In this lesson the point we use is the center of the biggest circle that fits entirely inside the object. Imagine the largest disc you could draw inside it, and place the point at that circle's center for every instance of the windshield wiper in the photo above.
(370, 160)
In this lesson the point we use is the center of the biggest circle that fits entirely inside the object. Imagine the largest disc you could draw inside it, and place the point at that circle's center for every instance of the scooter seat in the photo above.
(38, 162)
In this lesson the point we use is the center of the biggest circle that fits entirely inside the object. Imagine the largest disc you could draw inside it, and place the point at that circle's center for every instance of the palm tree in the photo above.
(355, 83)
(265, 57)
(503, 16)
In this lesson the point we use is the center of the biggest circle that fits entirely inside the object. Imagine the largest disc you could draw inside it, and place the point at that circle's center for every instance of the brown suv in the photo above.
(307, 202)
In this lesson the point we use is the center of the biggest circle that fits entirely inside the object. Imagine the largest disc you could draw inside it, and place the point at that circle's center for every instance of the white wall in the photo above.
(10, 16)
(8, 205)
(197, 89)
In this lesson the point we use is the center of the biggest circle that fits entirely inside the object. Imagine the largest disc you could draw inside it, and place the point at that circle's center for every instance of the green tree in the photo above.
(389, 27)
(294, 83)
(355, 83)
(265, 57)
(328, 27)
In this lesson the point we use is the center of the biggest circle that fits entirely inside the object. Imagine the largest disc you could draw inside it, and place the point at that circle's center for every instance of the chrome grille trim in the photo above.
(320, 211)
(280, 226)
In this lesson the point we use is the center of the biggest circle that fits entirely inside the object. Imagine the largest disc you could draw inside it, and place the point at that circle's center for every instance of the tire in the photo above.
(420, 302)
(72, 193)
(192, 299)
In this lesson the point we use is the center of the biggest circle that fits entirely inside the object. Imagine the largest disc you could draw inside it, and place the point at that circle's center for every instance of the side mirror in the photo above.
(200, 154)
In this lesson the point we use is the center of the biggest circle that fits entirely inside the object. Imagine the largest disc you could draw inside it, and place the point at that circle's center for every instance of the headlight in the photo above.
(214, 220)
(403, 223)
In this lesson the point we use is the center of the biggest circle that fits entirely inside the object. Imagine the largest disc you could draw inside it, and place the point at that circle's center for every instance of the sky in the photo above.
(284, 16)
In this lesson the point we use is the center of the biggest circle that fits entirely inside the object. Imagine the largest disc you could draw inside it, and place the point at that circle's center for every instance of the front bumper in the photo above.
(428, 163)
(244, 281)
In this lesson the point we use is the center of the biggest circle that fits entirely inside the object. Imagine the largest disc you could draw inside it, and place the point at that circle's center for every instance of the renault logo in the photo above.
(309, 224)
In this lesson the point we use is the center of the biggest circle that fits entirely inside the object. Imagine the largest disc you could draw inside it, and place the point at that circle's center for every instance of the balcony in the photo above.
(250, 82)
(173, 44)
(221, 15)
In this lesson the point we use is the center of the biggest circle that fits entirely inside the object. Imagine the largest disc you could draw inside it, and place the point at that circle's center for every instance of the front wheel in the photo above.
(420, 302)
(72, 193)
- - - - -
Stated goal ->
Render every line of the records above as a JSON list of strings, one string per line, with blank lines omitted.

Exercise answer ->
[
  "In this lesson the point we use is the center of the biggest circle that fits entirely inside the object. Imagine the largest disc you could draw inside it, and place the point at that circle's center for every instance of the windshield wiper in the photo above.",
  "(370, 160)",
  "In this lesson the point we use is the center of the biggest circle that fits entirely inside the object. Imagine the largest disc you could draw inside it, and place the point at that circle's center for every instance of the scooter seat in the photo above.",
  "(38, 162)",
  "In this lesson the point we use is the center of the biggest circle that fits entirely inside the object. Imagine the largest disc you could draw inside it, and place the point at that circle's center for every instance of the palm tree in the photo above.",
  "(355, 83)",
  "(265, 57)",
  "(503, 16)",
  "In this lesson the point we use is the center of the biggest circle that fits entirely inside the object. Imagine the largest disc you could draw inside it, and place the point at that circle's center for every instance of the brown suv in the photo above.",
  "(307, 202)",
  "In this lesson the point we use is the center of the biggest circle that fits entirely inside the object. Imagine the largest disc you could draw inside it, and place the point at that circle's center for every instance of the white wall in the photo above.",
  "(10, 16)",
  "(8, 205)",
  "(197, 89)",
  "In this lesson the point we use is the center of the biggest circle that fits entirely inside the object. Imagine the largest disc you could draw inside it, and place the point at that circle's center for every instance of the green tree in the photo above.",
  "(389, 27)",
  "(294, 83)",
  "(355, 83)",
  "(265, 57)",
  "(328, 27)",
  "In this lesson the point we use is the center of the biggest circle that fits entirely inside the object. Imagine the largest disc you could draw inside it, and place the point at that circle's center for every instance of the chrome grille trim in the photo above.",
  "(320, 211)",
  "(280, 226)",
  "In this lesson the point we use is the center of the biggest circle that fits entirely inside the object. Imagine the largest disc you could draw inside it, and place the point at that circle's center for every instance of the tire in the photo above.",
  "(420, 302)",
  "(72, 193)",
  "(192, 299)",
  "In this lesson the point we use is the center of the biggest circle that fits entirely inside the object. Imagine the largest disc you could draw inside it, and place the point at that circle's center for every instance of the side mirror in the photo above.",
  "(200, 154)",
  "In this lesson the point we use is the center of the biggest circle that fits entirely inside the object. Imagine the largest disc you could draw inside it, and place the point at that circle's center for every instance of the headlight in the photo above.",
  "(214, 220)",
  "(403, 223)",
  "In this lesson the point we use is the center of the biggest circle that fits entirely inside the object. Imagine the largest disc you could draw inside it, and place the point at that circle's center for every instance of the sky in the photo above.",
  "(284, 16)",
  "In this lesson the point we use is the center of the biggest circle that fits entirely inside the object. Imagine the largest disc you could draw inside it, and place the point at that circle's center for every instance of the front bumper in the photo above.",
  "(428, 163)",
  "(244, 281)",
  "In this lesson the point we use is the center of the biggest circle that fits entirely inside the object. Imagine the largest disc you could draw inside it, and place the point at that circle's center for every instance of the renault logo in the photo above.",
  "(309, 224)",
  "In this lesson the point we use is the center of the biggest circle that fits entirely inside the object. Imagine the largest disc you could draw inside it, and place the point at that circle's center for every instance of the balcony in the photo above.",
  "(250, 82)",
  "(173, 44)",
  "(221, 15)",
  "In this lesson the point we use is the center of the biggest circle that fits entirely inside the object. Imagine the largest disc you could draw inside it, and place the point at that circle's center for every instance of the front wheel in the photo above.",
  "(420, 302)",
  "(72, 193)"
]